Governor Cuomo has abandoned our public schools. His drastic budget cuts are short- sighted and entirely unnecessary. Under his tenure, class sizes have swollen to record levels, depriving students of the attention they need. New York school districts have had to eliminate tens of thousands of educator positions, amounting to more than 10 percent of the entire teaching workforce. This means schools have had to slash art, music, and sports, among other programs.
What makes this even more outrageous is that Governor Cuomo did not make these cuts because state coffers were empty. He made these cuts so he could cut the taxes of New York’s wealthiest individuals, of New York’s wealthiest banks, and of New York’s wealthiest corporations. Worse yet, after intentionally starving New York’s public schools, Governor Cuomo charged New York’s public school teachers with failing New York’s students. He then used this charge to justify calling for the privatization of schools and for the imposition of draconian testing requirements.
One of the prime duties of the governor of New York is to safeguard our public schools from any private interest that threatens their public purpose. Yet Governor Cuomo, in his four years in office, has rarely even visited a public school. As Governor, I would dedicate myself every day to restoring New York’s public schools to their rightful place as the best in the nation. Specifically, I would pursue the following five strategies:
a. Full and Equal Funding for Public Education
New York spends $8,700 less per pupil in poor districts than we do in rich ones. That makes New York the sixth most unequal state in all America when it comes to school funding. This also means that New York is in violation of its own Constitution, which requires the government to provide a “sound, basic education” to every student, no matter his zip-code. I believe this constitutional obligation should be our floor, not our ceiling. New Yorkers have a right to demand the best public schools in the nation, with small class sizes, arts, and physical education for every child.
I would work to make funding more fair and equitable. Despite a promise to the contrary, Governor Cuomo has actually widened the funding gap between poor and wealthy districts.
b. End High-Stakes Testing
Under Governor Cuomo’s leadership, we’ve seen a culture of test-and-punish overthrow actual teaching and real learning. New York State entirely botched the implementation of Common Core, which has ushered in an unrelenting regimen of tests. Governor Cuomo’s system of basing teacher evaluations on student tests has corroded actual learning.
We should slam the brakes on the barrage of high-stakes testing. This means halting both the new Common Core tests and tests that are part of the teacher evaluation system. We need to undertake a thorough reevaluation of all high stakes tests, with full input from educators and parents.
c. Protect Against Privatization
Governor Cuomo has promoted a private takeover of public education policy, by opening state coffers up to charter schools, which serve only three percent of New York’s students. In New York City, meanwhile, he has mandated that city taxpayers pay rent for privately run charter schools to the tune of $11,000 per pupil, thus fueling their massive expansion at the expense of public schools.

> [Exercise directions] According to the education policy statement, how much less per pupil does New York spend in poor districts than in rich ones? The material after this point is separate from the education policy statement.

> [Source data]

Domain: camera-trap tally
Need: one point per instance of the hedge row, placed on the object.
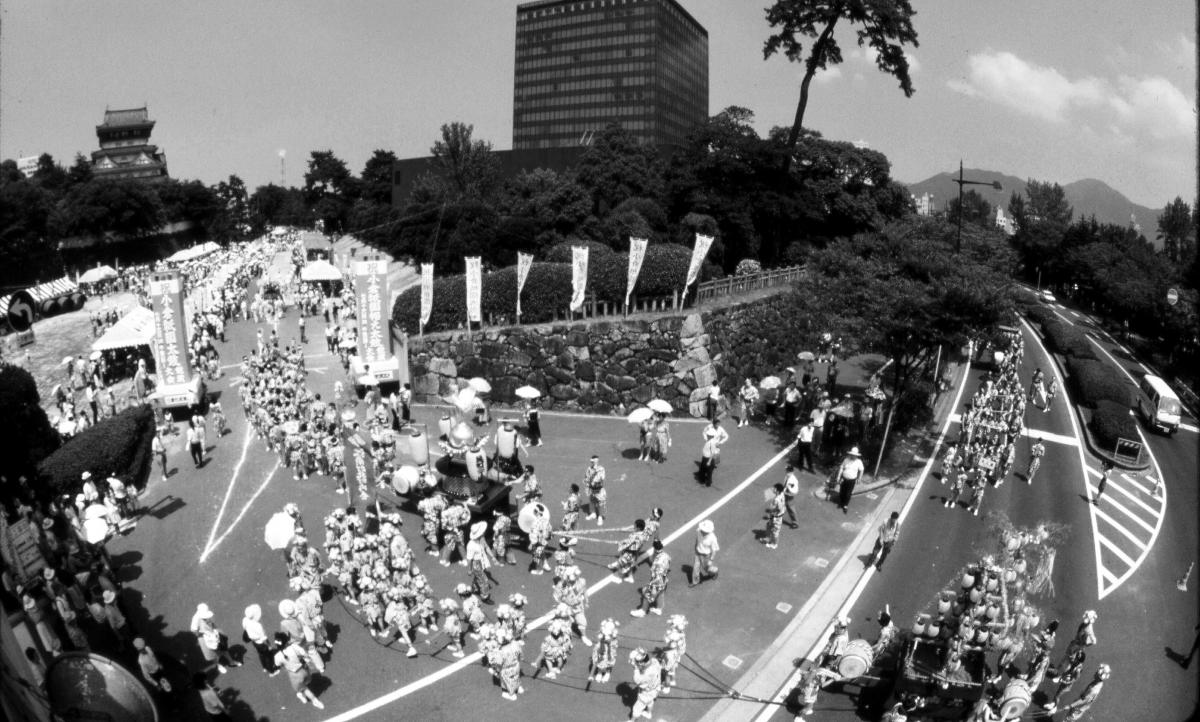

> [Result of the exercise] $8,700 less per pupil.